◆ REQUIRED ACTIONS ◆
1. Name every distinct username that appears in a post header in the fishing thread.
2. Repeat the part of the fishing thread starting with "Nice nice, I" and going on through "in jig weights?".

◆ TEXT SHOWN ◆
____

# Live update



## Destinartist (Apr 24, 2013)

Bite is on at Henderson Beach 3 Pompano one Blue Fish one hard head in the first hour


----------



## Sunshine17 (Dec 11, 2009)

pics, pics, pics. I want to see this H3 pompano you speak of. Sounds fancy.


----------



## Destinartist (Apr 24, 2013)

4th one


----------



## Destinartist (Apr 24, 2013)

Voice to text error sorry


----------



## Sunshine17 (Dec 11, 2009)

Nice nice, I wish I wasn't stuck at work. hows the surf out there? looks pretty calm in the bay from my office window.


----------



## BritteninDestin (Mar 29, 2016)

Dang I add things to do this morning, hard heads? As in jig weights?


----------



## Destinartist (Apr 24, 2013)

2 to 3 foot surf overcast , perfect for pomp limit.....5th


----------



## Destinartist (Apr 24, 2013)

One hardhead first thing


----------



## GROUPERKING (Sep 28, 2011)

____

◆ ENTRIES PROVIDED ◆
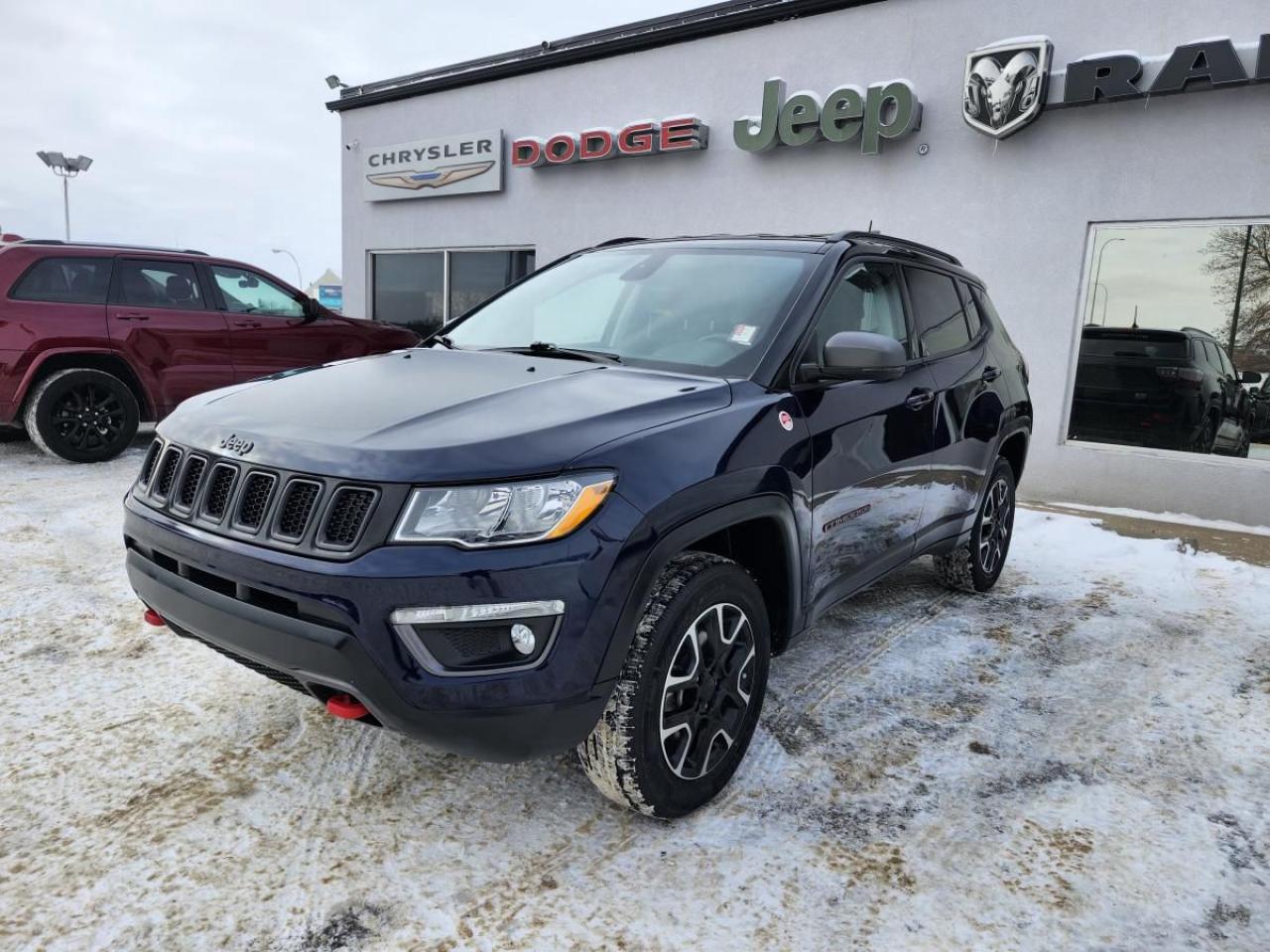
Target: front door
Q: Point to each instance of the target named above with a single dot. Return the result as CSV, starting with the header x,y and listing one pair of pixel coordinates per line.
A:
x,y
159,316
870,443
268,326
968,409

____

◆ TASK SOLUTIONS ◆
1. Destinartist, Sunshine17, BritteninDestin, GROUPERKING

2.
Nice nice, I wish I wasn't stuck at work. hows the surf out there? looks pretty calm in the bay from my office window.


----------



## BritteninDestin (Mar 29, 2016)

Dang I add things to do this morning, hard heads? As in jig weights?